[Labeled shape records]
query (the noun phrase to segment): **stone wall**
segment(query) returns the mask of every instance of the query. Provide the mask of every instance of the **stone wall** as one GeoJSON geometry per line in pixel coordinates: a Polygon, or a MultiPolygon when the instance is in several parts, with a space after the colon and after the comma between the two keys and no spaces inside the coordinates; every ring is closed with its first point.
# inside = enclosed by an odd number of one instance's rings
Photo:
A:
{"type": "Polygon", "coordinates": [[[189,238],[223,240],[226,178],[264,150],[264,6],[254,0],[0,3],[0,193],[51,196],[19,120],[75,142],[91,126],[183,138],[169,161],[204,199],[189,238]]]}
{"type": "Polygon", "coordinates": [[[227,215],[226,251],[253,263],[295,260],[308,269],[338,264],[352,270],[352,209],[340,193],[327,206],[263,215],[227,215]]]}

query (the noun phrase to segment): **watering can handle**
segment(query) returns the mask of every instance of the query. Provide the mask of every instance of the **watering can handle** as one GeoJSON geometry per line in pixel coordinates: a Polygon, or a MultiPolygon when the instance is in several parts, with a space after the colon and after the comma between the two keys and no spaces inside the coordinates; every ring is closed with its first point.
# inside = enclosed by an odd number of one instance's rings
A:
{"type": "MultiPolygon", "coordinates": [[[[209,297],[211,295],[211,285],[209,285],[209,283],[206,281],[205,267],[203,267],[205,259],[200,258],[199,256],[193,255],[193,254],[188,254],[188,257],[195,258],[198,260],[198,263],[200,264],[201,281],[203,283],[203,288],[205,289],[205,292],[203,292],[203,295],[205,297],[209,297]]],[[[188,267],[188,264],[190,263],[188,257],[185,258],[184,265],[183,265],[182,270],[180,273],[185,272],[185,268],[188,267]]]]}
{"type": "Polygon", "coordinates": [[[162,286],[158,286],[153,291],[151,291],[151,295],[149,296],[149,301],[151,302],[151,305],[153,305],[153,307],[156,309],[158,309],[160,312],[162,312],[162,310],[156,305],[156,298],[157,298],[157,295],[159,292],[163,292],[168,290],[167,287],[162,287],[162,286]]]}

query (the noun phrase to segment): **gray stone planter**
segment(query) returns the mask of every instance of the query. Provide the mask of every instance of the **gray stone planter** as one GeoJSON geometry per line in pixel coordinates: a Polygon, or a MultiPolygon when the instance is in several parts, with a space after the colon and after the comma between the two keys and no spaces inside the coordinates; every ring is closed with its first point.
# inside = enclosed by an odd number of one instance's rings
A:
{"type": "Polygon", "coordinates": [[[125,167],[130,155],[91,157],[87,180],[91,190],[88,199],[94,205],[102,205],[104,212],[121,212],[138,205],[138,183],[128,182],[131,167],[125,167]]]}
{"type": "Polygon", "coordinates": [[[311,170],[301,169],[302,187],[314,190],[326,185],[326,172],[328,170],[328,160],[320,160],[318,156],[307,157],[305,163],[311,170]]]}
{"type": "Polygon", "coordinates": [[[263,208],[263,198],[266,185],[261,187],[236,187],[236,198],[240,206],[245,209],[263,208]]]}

SET PROBLEM ▸
Add -137 to every pixel coordinate in the answers, and write out only the records starting at the line containing "query (the noun phrase to segment): **gray" and ending at the end of the records, with the requests included.

EXERCISE ANSWER ▸
query (the noun phrase to segment): **gray stone planter**
segment(query) returns the mask of every instance of the query. Provide the mask of every instance of the **gray stone planter** as one GeoJSON geometry per line in pixel coordinates: a Polygon, or a MultiPolygon when the instance is in several parts, with a space after the colon and after the comma between the two keys and no spaces inside the coordinates; every ring is closed with its first point.
# inside = enclosed by an odd number of one instance's rings
A:
{"type": "Polygon", "coordinates": [[[-12,30],[-7,18],[-46,20],[-50,43],[-46,53],[-49,62],[-43,68],[-35,68],[-33,75],[-16,75],[1,68],[1,46],[-9,45],[-6,30],[-12,30]]]}
{"type": "Polygon", "coordinates": [[[174,33],[164,32],[165,50],[177,53],[189,48],[189,35],[191,33],[191,23],[183,23],[181,19],[170,20],[168,26],[174,33]]]}
{"type": "Polygon", "coordinates": [[[126,71],[126,61],[129,48],[124,50],[99,50],[99,61],[103,69],[108,72],[126,71]]]}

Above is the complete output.